What you have to do: Using the material below, work out how many lines contain "boxer". Only the number is wanted.

━━━━━━━━━━

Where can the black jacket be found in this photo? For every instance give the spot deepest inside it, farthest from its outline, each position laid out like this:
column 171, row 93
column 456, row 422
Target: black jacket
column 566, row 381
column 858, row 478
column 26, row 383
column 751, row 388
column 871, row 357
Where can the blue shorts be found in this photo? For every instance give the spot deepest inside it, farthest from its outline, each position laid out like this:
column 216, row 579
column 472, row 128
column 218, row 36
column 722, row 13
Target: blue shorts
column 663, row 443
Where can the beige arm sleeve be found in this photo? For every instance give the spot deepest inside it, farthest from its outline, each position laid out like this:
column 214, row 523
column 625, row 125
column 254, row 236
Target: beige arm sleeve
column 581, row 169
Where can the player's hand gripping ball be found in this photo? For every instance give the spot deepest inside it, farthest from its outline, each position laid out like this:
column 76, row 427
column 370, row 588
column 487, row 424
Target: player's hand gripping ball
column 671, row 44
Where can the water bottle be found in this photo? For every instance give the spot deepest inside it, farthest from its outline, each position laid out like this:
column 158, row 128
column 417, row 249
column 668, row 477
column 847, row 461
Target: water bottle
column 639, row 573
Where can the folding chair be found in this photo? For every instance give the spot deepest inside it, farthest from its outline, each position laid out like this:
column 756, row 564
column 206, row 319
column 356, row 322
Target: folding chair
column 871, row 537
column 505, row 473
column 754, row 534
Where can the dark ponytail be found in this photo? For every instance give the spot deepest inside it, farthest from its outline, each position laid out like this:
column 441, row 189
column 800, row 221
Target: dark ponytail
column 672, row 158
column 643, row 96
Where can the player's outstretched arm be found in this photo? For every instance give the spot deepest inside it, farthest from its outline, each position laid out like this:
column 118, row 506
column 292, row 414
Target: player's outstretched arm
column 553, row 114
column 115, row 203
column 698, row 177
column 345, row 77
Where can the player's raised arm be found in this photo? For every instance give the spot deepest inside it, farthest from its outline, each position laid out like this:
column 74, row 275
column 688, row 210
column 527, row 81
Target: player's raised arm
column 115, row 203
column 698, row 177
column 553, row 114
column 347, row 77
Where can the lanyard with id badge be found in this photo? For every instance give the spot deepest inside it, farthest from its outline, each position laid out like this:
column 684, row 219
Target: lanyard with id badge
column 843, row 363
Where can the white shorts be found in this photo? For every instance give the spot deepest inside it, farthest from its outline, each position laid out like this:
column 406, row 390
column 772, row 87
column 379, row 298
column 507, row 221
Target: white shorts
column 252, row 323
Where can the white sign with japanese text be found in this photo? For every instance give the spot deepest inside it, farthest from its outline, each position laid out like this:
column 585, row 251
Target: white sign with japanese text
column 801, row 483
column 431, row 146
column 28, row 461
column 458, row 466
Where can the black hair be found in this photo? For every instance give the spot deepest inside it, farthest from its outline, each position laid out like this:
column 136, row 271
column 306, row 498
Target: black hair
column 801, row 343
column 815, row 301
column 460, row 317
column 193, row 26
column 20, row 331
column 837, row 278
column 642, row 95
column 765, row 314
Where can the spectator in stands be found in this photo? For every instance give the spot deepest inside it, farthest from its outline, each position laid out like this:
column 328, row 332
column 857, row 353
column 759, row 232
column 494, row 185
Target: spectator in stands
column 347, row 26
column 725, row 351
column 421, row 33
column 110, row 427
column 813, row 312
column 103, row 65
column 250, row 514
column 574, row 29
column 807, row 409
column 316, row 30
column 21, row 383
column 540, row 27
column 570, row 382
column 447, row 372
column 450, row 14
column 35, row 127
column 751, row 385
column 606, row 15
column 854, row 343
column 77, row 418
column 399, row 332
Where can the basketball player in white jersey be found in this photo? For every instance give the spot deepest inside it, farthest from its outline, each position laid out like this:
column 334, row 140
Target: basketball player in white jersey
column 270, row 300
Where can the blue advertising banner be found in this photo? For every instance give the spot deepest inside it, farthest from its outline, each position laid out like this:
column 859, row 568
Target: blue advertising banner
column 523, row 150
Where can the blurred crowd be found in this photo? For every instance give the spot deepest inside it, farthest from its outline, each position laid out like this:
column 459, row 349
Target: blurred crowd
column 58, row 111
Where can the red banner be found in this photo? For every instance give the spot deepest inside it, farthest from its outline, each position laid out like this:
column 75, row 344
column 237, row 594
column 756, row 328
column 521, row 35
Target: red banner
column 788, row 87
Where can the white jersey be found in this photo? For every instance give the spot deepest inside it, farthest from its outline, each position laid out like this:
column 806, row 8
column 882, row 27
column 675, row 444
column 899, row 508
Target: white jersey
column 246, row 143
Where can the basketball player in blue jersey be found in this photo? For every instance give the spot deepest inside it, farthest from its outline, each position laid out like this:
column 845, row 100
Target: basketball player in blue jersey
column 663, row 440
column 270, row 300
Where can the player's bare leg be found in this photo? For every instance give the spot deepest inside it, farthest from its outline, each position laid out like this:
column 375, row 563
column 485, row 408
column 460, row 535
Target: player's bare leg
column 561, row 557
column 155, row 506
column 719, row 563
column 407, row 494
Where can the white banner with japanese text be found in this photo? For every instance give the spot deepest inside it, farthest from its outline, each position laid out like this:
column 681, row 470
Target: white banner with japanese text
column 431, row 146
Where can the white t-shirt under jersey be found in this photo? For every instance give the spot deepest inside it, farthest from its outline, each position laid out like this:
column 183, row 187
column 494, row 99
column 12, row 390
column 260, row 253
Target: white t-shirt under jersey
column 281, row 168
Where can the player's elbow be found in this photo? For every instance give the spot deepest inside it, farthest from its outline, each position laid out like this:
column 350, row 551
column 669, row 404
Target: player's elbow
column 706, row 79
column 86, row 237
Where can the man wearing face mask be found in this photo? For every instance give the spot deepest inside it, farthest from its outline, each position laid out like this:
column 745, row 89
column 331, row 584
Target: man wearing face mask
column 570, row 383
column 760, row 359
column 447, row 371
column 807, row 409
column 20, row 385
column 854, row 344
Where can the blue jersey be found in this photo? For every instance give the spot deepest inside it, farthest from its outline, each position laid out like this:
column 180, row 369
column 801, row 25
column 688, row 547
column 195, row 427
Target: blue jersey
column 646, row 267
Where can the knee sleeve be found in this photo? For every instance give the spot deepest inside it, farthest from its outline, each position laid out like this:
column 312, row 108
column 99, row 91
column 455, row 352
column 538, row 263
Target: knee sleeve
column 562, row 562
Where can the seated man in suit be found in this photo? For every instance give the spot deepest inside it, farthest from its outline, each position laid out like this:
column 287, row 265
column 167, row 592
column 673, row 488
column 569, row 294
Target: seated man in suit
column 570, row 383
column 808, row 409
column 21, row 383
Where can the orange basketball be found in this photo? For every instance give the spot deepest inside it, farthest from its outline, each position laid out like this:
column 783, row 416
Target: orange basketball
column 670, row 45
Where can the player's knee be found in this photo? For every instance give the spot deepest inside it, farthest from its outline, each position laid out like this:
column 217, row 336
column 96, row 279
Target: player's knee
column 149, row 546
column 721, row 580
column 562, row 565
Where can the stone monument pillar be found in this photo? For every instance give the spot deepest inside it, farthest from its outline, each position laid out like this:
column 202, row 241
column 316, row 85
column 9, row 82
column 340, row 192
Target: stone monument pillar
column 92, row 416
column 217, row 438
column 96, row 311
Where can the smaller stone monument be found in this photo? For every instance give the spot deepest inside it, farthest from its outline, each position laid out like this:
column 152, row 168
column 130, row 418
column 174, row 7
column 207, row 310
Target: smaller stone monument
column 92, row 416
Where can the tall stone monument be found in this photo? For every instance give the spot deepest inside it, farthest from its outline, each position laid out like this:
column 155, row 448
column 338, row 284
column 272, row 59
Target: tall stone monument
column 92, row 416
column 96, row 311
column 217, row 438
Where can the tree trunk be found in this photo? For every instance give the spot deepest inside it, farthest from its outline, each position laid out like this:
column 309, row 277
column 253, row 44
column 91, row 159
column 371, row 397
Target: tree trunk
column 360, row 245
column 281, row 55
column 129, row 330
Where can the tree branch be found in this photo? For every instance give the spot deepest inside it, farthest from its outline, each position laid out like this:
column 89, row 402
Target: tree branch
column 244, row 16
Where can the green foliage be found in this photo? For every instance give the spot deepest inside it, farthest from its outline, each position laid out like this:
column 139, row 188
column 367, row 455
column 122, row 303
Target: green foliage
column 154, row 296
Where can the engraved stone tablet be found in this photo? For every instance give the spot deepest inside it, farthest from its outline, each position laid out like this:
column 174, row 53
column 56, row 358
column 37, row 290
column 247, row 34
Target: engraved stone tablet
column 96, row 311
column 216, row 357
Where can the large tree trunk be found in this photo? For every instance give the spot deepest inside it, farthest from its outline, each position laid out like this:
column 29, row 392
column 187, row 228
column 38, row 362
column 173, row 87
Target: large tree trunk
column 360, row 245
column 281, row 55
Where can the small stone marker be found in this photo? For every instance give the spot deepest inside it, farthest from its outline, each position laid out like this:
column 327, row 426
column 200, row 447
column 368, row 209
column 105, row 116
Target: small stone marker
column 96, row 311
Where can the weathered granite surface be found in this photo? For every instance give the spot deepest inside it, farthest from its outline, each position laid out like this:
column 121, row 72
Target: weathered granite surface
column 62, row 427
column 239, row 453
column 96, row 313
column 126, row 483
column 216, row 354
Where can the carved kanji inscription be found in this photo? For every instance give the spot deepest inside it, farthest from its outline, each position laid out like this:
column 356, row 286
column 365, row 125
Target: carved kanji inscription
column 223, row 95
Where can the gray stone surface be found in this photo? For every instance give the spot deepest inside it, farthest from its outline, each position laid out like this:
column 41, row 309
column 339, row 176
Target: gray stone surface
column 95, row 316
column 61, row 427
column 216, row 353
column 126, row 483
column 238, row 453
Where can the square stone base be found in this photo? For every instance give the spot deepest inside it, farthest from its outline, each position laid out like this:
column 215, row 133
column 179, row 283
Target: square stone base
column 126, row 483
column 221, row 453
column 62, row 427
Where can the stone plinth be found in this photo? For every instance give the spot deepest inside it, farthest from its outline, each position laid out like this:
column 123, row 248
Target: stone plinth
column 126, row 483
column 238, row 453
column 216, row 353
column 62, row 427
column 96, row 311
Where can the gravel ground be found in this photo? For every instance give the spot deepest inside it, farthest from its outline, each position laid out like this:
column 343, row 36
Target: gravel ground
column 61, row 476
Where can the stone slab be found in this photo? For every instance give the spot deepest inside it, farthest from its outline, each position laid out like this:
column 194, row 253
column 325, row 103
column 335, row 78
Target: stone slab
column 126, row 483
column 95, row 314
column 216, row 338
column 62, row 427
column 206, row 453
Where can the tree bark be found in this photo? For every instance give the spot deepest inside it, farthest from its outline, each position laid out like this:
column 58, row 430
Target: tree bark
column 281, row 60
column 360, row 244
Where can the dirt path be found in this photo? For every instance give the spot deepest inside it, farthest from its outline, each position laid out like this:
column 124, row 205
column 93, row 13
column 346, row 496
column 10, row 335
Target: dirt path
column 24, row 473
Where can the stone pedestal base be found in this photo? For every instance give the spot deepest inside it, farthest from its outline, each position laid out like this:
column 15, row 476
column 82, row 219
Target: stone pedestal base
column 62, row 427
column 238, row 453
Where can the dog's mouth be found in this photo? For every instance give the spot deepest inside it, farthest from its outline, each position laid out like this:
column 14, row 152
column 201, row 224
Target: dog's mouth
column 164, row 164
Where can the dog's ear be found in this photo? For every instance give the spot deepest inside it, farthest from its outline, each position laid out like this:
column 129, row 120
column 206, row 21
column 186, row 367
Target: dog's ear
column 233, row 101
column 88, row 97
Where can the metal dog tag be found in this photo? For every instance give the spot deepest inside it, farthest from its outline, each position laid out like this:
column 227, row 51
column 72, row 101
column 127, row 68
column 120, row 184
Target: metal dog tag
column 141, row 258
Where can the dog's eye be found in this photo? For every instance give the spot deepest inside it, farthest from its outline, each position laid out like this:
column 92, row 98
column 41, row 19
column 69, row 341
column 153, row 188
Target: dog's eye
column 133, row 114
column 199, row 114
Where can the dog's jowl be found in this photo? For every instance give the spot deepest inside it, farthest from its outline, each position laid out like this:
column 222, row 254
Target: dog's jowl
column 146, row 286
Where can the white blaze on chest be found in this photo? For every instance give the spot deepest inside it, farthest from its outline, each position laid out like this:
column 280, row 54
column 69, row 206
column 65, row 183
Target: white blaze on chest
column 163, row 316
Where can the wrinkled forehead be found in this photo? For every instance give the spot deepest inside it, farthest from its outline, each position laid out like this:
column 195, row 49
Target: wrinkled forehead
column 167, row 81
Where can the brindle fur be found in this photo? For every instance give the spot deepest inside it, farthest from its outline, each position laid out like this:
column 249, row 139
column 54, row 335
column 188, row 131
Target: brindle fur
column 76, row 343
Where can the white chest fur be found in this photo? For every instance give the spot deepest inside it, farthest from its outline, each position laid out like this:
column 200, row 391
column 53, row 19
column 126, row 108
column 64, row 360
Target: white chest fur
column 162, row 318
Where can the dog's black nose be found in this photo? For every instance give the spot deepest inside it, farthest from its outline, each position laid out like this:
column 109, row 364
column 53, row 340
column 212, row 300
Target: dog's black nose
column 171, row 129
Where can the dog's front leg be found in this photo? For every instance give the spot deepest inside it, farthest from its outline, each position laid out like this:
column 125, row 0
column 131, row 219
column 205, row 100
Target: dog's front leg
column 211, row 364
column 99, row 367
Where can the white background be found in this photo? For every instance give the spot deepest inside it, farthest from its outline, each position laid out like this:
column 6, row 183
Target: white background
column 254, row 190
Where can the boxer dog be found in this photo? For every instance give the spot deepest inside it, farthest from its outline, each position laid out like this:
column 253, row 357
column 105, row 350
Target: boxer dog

━━━━━━━━━━

Task solution: 2